• Brief: Reproduce all of the entries below in full, requests included, and scale every bounding-box coordinate in the answers by 2.5, rounding to whole numbers with halves rounded up. Leave the numbers in the requests and in their format samples unchanged.

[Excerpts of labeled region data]
______________________________

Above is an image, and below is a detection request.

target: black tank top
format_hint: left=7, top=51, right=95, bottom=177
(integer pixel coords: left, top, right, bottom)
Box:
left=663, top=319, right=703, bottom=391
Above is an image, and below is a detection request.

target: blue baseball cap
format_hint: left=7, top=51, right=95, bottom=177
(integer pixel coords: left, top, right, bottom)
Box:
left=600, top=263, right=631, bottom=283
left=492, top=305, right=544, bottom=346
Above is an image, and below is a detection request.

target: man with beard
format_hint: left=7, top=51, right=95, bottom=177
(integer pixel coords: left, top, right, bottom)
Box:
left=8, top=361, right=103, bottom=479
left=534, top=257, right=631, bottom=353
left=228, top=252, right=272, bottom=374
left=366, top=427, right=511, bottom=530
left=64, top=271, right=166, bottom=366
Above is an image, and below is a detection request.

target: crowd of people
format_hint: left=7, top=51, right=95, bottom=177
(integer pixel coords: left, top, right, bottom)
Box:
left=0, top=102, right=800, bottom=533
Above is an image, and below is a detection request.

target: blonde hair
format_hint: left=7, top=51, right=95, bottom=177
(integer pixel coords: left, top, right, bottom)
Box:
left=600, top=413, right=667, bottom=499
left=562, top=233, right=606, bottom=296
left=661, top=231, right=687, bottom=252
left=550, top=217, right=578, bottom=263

______________________________

• Finished exercise:
Above is an image, and below is a detection request.

target: black tank top
format_hint: left=7, top=51, right=95, bottom=177
(integer pixel coords: left, top, right, bottom)
Box:
left=1658, top=798, right=1758, bottom=978
Above is an image, and below is a detection request.

target: blue baseball cap
format_hint: left=7, top=51, right=95, bottom=177
(integer pixel coords: left, top, right, bottom)
Box:
left=1500, top=658, right=1578, bottom=708
left=1230, top=763, right=1360, bottom=865
Above is an image, and below is a detection request.

target: man with beard
format_hint: left=7, top=51, right=95, bottom=177
(integer pixel coords: left, top, right, bottom)
Box:
left=20, top=903, right=258, bottom=1198
left=1335, top=643, right=1578, bottom=883
left=570, top=630, right=680, bottom=935
left=915, top=1068, right=1278, bottom=1325
left=160, top=678, right=415, bottom=915
Above is an image, and below is a detection request.

target: crowd of people
format_hint: left=7, top=51, right=95, bottom=177
(integer pixel coords: left, top, right, bottom)
Box:
left=0, top=255, right=2000, bottom=1333
Above is an image, and below is a detection request.

target: blonde hair
format_hint: left=7, top=51, right=95, bottom=177
(integer pixel coords: left, top, right, bottom)
Box:
left=1500, top=1033, right=1668, bottom=1248
left=1405, top=583, right=1515, bottom=740
left=1653, top=578, right=1718, bottom=630
left=1375, top=543, right=1445, bottom=658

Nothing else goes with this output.